WORK TO DO
(A) Write out the part of the Iceland post from "Iceland covered with" up to and including "of western democracy.".
(B) According to the piece on Iceland and the Eyjafjallajökull eruption, in which city was the Norwegian Prime Minister stuck because of the ash cloud?
(C) Pick up the piece on Iceland and the 2010 Eyjafjallajökull eruption after its last sentence and keep writing.
— Begin DOCUMENT EXCERPT —
Iceland covered with snow. Credit: NASA
Iceland is an exotic island. It is exotic in at least two ways; its remote geographical placement and it being situated right on top of a tectonic hot spot on the North Atlantic ridge. You can stand with one foot on the North American and the other on the Eurasian plate at Thingvellir, the cradle of western democracy.
I love Iceland. While it's natural beauty is indisputable it is also a place close to my heart because of the tight historic and cultural links to my home country Norway. As citizens of a Nordic country, we are used to have little or no influence on the big events in the world. The Icelandic most certainly know what I am talking about, Iceland being populated by a little more than 300 000. And we are a merely 25 million living in the Nordic countries all together. With the 2010 Eyjafjallajökull eruption that all changed.
The 2010 Eyjafjallajökull eruption. Photo: Kristin VogsfjordThe volcanic eruption at Eyjafjallajökull closed down air traffic in most European countries for days, Norway was the first to shut down the entire country as the cloud hit land. Coming back to my point of our modest importance in the global picture, note that it wasn't until the ash cloud reached the UK the event became international news. Closing down a whole country was not enough to catch the interest of journalists outside national boarders.
The ash cloud from Eyjafjallajökull in the south of Iceland influenced most Europeans lives, including the Norwegian Prime Minister who was stuck in New York and Norway's Crown Prince who had to stay in London or my young son who reported a bad smell in Oslo. It also influenced big events such as the funeral for Poland's political elite who died in a tragic plane crash. Several heads of state, other honorables and ordinary people wanting to show their respect and grieve with the Polish people were stopped by the volcanic ash from Iceland. Eyjafjallajökull influenced events in other regions of the world as well.
— End DOCUMENT EXCERPT —
— Begin SUPPLIED ENTRIES —
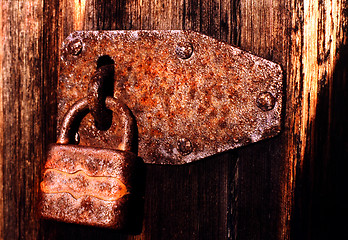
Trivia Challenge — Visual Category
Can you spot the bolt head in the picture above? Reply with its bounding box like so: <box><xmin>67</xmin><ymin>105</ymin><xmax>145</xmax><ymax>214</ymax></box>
<box><xmin>178</xmin><ymin>138</ymin><xmax>193</xmax><ymax>155</ymax></box>
<box><xmin>256</xmin><ymin>92</ymin><xmax>276</xmax><ymax>112</ymax></box>
<box><xmin>175</xmin><ymin>42</ymin><xmax>193</xmax><ymax>59</ymax></box>
<box><xmin>68</xmin><ymin>38</ymin><xmax>83</xmax><ymax>56</ymax></box>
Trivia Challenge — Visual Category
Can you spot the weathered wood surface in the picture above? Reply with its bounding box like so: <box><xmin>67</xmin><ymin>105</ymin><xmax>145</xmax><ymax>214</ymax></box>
<box><xmin>0</xmin><ymin>0</ymin><xmax>348</xmax><ymax>239</ymax></box>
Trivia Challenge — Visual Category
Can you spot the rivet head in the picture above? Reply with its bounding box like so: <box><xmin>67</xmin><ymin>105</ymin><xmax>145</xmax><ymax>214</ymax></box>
<box><xmin>175</xmin><ymin>42</ymin><xmax>193</xmax><ymax>59</ymax></box>
<box><xmin>178</xmin><ymin>138</ymin><xmax>193</xmax><ymax>155</ymax></box>
<box><xmin>68</xmin><ymin>38</ymin><xmax>83</xmax><ymax>56</ymax></box>
<box><xmin>256</xmin><ymin>92</ymin><xmax>275</xmax><ymax>112</ymax></box>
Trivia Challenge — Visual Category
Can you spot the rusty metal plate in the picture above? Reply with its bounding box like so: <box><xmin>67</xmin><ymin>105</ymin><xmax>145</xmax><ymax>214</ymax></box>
<box><xmin>58</xmin><ymin>31</ymin><xmax>283</xmax><ymax>164</ymax></box>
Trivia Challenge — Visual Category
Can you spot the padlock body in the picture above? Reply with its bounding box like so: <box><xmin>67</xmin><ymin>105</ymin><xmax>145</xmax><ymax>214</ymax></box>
<box><xmin>39</xmin><ymin>144</ymin><xmax>143</xmax><ymax>229</ymax></box>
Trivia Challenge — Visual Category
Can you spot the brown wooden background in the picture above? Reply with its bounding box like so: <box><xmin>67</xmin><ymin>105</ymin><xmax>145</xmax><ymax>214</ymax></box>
<box><xmin>0</xmin><ymin>0</ymin><xmax>348</xmax><ymax>240</ymax></box>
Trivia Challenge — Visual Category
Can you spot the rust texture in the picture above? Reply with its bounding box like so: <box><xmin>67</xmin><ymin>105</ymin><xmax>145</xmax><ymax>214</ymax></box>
<box><xmin>39</xmin><ymin>144</ymin><xmax>142</xmax><ymax>229</ymax></box>
<box><xmin>58</xmin><ymin>31</ymin><xmax>283</xmax><ymax>164</ymax></box>
<box><xmin>39</xmin><ymin>97</ymin><xmax>144</xmax><ymax>229</ymax></box>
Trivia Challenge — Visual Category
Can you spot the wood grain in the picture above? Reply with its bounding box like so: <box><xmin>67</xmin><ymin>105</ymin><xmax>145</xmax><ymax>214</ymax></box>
<box><xmin>0</xmin><ymin>0</ymin><xmax>348</xmax><ymax>239</ymax></box>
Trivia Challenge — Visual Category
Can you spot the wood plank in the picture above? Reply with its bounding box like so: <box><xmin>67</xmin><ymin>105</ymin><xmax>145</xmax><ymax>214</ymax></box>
<box><xmin>0</xmin><ymin>0</ymin><xmax>348</xmax><ymax>239</ymax></box>
<box><xmin>284</xmin><ymin>1</ymin><xmax>347</xmax><ymax>239</ymax></box>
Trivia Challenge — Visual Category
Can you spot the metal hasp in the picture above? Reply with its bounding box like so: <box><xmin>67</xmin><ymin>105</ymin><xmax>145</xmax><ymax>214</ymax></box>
<box><xmin>58</xmin><ymin>30</ymin><xmax>283</xmax><ymax>164</ymax></box>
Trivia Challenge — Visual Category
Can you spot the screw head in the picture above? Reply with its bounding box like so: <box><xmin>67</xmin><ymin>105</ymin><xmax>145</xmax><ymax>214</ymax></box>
<box><xmin>68</xmin><ymin>38</ymin><xmax>83</xmax><ymax>56</ymax></box>
<box><xmin>178</xmin><ymin>138</ymin><xmax>193</xmax><ymax>155</ymax></box>
<box><xmin>256</xmin><ymin>92</ymin><xmax>275</xmax><ymax>112</ymax></box>
<box><xmin>175</xmin><ymin>42</ymin><xmax>193</xmax><ymax>59</ymax></box>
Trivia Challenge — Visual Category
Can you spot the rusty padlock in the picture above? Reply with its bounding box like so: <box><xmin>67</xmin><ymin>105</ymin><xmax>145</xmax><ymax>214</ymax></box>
<box><xmin>39</xmin><ymin>97</ymin><xmax>144</xmax><ymax>229</ymax></box>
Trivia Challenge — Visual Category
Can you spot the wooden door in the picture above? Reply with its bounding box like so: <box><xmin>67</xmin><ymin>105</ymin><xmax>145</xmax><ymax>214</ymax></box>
<box><xmin>0</xmin><ymin>0</ymin><xmax>348</xmax><ymax>240</ymax></box>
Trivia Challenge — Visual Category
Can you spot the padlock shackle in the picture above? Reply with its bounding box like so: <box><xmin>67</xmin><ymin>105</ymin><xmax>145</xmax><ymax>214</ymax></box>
<box><xmin>57</xmin><ymin>97</ymin><xmax>135</xmax><ymax>151</ymax></box>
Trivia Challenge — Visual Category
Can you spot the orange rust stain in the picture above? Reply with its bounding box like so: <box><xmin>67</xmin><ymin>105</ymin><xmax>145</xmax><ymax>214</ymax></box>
<box><xmin>40</xmin><ymin>169</ymin><xmax>129</xmax><ymax>201</ymax></box>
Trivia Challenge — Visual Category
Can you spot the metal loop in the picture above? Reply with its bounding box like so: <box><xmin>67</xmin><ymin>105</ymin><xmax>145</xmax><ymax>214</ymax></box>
— End SUPPLIED ENTRIES —
REPLIES
(A)
Iceland covered with snow. Credit: NASA
Iceland is an exotic island. It is exotic in at least two ways; its remote geographical placement and it being situated right on top of a tectonic hot spot on the North Atlantic ridge. You can stand with one foot on the North American and the other on the Eurasian plate at Thingvellir, the cradle of western democracy.

(B) New York.

(C)
In April 2010 we clearly see the economic dip that aviation industry suffered. Credit: EurocontrolThe immediate economic impact hit the aviation industry first. The International Air Transport Association (IATA) estimated that the Icelandic volcano crisis cost airlines more than $1.7 billion in lost revenue six days after the initial eruption. For a three-day period (17-19 April), when disruptions were greatest, lost revenues reached $400 million per day. As many as 1.2 million passenger a day, accounting for 29% of global aviation, were affected. Later analysis conclude that some 107.000 flight were canceled during a 8 day period representing 48% of the total air traffic. Certain days as much as 80% of total flights were canceled. Around 10 million passengers were affected by the Eyjafjallajökull ash cloud.
Civil Aviation Authorities, National Air Traffic Authorities and Volcanic Ash Warnings
It seemed that society was accepting the first couple of days of shut downs. When it turned out to last longer questions were being asked. Was it really necessary to restrict all air traffic in Europe? Who makes the decisions and what do they base their decisions on? These are questions about risk management.
“Airspace was being closed based on theoretical models not on facts. Test flights by our members showed that the models were wrong. Our top priority is safety. Without compromising on safety, Europe needed to find a way to make decisions based on facts and risk assessment, not theories,” said Giovanni Bisignani, IATA’s Director General and CEO.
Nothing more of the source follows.